What is expected
In the entries below, filter for the word "comma" and copy every matching line.

§

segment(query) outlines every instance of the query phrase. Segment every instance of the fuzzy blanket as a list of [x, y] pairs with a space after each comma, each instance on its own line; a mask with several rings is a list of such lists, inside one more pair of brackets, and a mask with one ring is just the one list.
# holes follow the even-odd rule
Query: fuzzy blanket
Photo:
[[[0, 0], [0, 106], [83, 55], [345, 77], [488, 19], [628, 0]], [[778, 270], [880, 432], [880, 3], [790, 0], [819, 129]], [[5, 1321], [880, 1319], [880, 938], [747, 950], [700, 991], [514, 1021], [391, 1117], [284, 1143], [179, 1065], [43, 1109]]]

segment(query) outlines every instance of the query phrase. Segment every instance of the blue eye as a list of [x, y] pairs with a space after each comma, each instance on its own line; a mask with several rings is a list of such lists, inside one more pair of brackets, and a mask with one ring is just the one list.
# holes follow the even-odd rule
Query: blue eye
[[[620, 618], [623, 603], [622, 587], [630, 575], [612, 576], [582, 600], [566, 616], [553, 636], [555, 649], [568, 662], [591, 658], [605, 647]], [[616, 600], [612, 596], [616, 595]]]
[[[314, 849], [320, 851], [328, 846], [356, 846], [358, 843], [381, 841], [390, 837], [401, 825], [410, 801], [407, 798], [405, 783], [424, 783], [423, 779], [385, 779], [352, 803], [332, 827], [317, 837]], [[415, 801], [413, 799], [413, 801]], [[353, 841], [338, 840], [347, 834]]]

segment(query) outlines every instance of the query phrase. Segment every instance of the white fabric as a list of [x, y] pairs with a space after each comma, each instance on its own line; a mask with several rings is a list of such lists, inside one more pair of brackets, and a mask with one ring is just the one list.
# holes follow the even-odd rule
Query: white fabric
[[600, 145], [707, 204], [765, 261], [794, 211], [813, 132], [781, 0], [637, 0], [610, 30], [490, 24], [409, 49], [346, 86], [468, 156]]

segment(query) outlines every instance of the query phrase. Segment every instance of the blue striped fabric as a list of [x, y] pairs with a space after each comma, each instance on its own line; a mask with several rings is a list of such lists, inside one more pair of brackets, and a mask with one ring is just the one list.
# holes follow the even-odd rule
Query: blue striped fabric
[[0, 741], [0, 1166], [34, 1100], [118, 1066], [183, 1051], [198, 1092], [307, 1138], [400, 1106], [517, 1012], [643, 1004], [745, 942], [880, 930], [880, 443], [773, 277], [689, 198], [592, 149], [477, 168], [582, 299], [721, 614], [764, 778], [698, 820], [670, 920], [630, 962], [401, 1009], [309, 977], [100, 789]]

§

Exercise response
segment(query) outlines every instance of the query phrase. Segment every instance of the fuzzy blanket as a list of [x, y] pairs with a space after each comma, each instance on its own line; a mask with several rings is a list of such lists, inside one more pair of brackets, and a mask with one ring is just the one list.
segment(query) outlines every instance of the query phrase. Segment every instance of the blue eye as a list of [x, y] pairs with a space after each comma, each instance on its own line; a mask with several rings is a list of such lists, inside one more pair of brackets, and a mask with one ring is just the one list.
segment(query) outlines every instance of the query phrase. Segment every instance of the white fabric as a list of [x, y] pairs with a space after each comma, each instance on its own line; a mask with several rings is a list of such lists, inside one more pair of brackets, and a mask with one ring is just the one list.
segment(query) outlines every instance of the query phrase. Segment every instance of the blue striped fabric as a list of [x, y] pairs with a space after each comma, each instance on its own line; a mask with several rings is a list of such lists, inside one more pair of brackets, and a mask with one ring is just the one list.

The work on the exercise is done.